(Written instruction): Please count how many lines in the material below contain the word "painted". Reply with the number alone.

(Task inputs):

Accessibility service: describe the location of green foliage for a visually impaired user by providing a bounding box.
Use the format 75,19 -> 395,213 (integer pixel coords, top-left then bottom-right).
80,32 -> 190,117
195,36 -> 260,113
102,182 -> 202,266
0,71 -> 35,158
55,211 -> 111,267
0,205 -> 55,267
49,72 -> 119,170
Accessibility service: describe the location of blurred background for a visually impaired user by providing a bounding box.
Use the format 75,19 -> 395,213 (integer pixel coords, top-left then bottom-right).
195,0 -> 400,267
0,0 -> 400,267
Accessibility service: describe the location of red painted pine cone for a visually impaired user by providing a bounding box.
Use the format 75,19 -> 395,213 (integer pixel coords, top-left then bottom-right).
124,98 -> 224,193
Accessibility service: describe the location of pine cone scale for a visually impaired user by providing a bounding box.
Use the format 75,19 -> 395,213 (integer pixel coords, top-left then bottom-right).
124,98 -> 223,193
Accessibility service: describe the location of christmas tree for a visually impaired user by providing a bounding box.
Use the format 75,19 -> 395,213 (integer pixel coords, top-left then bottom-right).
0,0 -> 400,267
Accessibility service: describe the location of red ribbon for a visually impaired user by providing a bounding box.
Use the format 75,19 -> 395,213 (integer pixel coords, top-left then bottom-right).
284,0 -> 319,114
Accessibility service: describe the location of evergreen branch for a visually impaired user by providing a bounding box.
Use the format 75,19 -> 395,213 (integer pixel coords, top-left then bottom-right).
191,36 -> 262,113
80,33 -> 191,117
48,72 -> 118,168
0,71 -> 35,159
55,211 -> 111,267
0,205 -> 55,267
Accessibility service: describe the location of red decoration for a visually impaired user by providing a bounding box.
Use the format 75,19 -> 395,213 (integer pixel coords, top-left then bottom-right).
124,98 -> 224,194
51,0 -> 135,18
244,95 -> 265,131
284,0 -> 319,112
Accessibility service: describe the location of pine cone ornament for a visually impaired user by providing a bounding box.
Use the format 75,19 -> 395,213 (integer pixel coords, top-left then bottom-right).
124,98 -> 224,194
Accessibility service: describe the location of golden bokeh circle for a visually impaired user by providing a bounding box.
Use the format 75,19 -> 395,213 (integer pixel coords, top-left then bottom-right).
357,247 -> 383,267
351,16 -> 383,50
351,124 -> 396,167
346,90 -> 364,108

(Output for this exercise): 1